__WORK ITEM__: With the listing in front of you, retype it exactly.

BEGIN

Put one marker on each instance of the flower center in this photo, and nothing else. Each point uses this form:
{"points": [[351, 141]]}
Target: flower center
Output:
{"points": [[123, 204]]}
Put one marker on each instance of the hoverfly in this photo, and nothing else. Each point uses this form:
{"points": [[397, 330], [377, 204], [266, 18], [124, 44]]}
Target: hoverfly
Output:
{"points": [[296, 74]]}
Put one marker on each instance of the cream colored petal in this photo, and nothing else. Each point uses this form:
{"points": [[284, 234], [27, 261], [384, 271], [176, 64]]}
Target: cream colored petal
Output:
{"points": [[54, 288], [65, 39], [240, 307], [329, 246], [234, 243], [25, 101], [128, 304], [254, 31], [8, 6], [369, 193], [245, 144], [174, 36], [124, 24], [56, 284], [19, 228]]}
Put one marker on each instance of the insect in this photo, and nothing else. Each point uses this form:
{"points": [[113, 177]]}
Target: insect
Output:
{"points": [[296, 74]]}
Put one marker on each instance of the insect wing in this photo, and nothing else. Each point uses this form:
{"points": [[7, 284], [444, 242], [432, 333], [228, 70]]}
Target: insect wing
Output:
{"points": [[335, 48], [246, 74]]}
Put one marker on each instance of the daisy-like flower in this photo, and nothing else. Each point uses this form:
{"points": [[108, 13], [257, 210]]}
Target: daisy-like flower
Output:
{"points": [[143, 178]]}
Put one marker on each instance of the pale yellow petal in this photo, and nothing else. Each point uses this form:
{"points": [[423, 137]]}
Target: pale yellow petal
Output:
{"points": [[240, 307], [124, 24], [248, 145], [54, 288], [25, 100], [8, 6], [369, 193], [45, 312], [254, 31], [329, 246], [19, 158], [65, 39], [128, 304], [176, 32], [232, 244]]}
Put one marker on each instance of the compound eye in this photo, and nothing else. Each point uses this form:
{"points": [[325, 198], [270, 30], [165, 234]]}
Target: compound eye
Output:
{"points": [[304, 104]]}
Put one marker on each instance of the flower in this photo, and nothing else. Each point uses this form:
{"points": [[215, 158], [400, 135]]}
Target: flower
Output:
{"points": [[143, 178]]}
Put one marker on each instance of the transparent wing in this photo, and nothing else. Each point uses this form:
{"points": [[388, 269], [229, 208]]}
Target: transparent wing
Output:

END

__EXPECTED ANSWER__:
Put one marker on each instance of the flower center in this photo, and nothing else. Each point uses this form:
{"points": [[351, 141]]}
Target: flower center
Output:
{"points": [[123, 204]]}
Put one marker on each instance of the hoverfly in this photo, and nothing else. Each point uses this form:
{"points": [[397, 330], [377, 204], [266, 18], [124, 44]]}
Target: hoverfly
Output:
{"points": [[296, 74]]}
Put one marker on each instance of the cream colored petal in this photo, and nothing else. Each point uses this form:
{"points": [[284, 234], [27, 261], [384, 271], [176, 64]]}
Target: cream colored petal
Output:
{"points": [[54, 288], [65, 39], [240, 307], [329, 246], [234, 243], [25, 101], [128, 304], [254, 31], [8, 6], [369, 193], [245, 144], [174, 36], [124, 24], [56, 284], [19, 228]]}
Put one marker on each instance of the insect in this photo, and nothing else. Each point uses this form:
{"points": [[113, 177]]}
Target: insect
Output:
{"points": [[296, 74]]}
Put one marker on each instance of the insect wing in this photo, and nothing else. Each point uses this form:
{"points": [[7, 284], [444, 242], [432, 333], [228, 70]]}
Target: insect wing
Output:
{"points": [[335, 48], [246, 74]]}
Put one marker on each instance of the daisy-like flower in this photo, and nothing else. Each point uses this form:
{"points": [[108, 13], [257, 210]]}
Target: daisy-like flower
Output:
{"points": [[143, 178]]}
Put one marker on each instance of the pale yellow petal in this photo, and nothing else. Each point uses this form:
{"points": [[423, 137]]}
Target: pale yellow petal
Output:
{"points": [[240, 307], [124, 24], [248, 145], [54, 288], [25, 100], [8, 6], [369, 193], [45, 312], [254, 31], [329, 246], [19, 158], [65, 39], [128, 304], [176, 32], [232, 244]]}
Put one marker on each instance of the compound eye in this photo, and nothing else. Each point uses this form:
{"points": [[325, 198], [270, 30], [165, 234]]}
Target: compound eye
Output:
{"points": [[304, 104]]}
Put one marker on each instance of the flower in this photo, and nothing else. Each point uses this form:
{"points": [[215, 158], [400, 135]]}
Target: flower
Output:
{"points": [[143, 178]]}
Put one marker on each instance of the transparent wing in this photo, and nothing else. Each point uses this form:
{"points": [[388, 269], [229, 208]]}
Target: transparent wing
Output:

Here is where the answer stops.